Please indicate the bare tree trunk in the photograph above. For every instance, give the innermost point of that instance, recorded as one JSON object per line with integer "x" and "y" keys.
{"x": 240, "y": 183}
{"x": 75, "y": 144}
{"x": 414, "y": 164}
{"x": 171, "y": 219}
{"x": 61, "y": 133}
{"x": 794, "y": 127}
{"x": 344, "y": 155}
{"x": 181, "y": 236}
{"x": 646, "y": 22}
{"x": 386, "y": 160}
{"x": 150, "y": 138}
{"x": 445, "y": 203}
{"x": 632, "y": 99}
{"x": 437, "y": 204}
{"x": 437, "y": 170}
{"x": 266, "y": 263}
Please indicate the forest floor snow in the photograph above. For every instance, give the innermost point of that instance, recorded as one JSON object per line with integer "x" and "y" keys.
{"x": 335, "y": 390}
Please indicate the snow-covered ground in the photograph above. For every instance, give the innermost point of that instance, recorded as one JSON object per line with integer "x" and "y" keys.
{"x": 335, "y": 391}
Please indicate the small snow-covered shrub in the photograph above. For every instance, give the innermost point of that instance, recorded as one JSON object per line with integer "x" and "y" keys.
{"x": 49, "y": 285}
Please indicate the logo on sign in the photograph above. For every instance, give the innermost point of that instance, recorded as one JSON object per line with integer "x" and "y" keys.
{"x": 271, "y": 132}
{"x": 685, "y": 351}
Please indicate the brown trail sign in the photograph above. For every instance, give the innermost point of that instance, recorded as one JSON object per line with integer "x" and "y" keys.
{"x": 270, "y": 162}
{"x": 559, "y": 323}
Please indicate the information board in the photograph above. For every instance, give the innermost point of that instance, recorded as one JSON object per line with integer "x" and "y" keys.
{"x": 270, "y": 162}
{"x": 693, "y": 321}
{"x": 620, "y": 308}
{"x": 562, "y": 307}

- - -

* **What to produce**:
Give back, unchanged, every line from the one with "Please indicate the small" to the end of the entries above.

* **Exercise output**:
Please indicate the small snow-covered shrub in the photograph above. For every instance, give the innermost point of that instance, recorded as one JSON object per line with integer "x" and "y" keys.
{"x": 49, "y": 285}
Please indicate the logo on sign in the photograph above. For every instance, give the innermost point of that instance, recorded as one JSON object per line with integer "x" and "y" keys.
{"x": 271, "y": 132}
{"x": 685, "y": 351}
Please indicate the brown trail sign in the photograph above. For every instance, give the innermost point of that instance, recorded as one JSON object per line with integer "x" and "y" keys.
{"x": 270, "y": 162}
{"x": 559, "y": 323}
Please indicate the information board in the photograph above. For every instance, give the innermost point of that instance, recorded as one JSON object per line with integer "x" and "y" keys.
{"x": 270, "y": 162}
{"x": 693, "y": 321}
{"x": 620, "y": 308}
{"x": 562, "y": 307}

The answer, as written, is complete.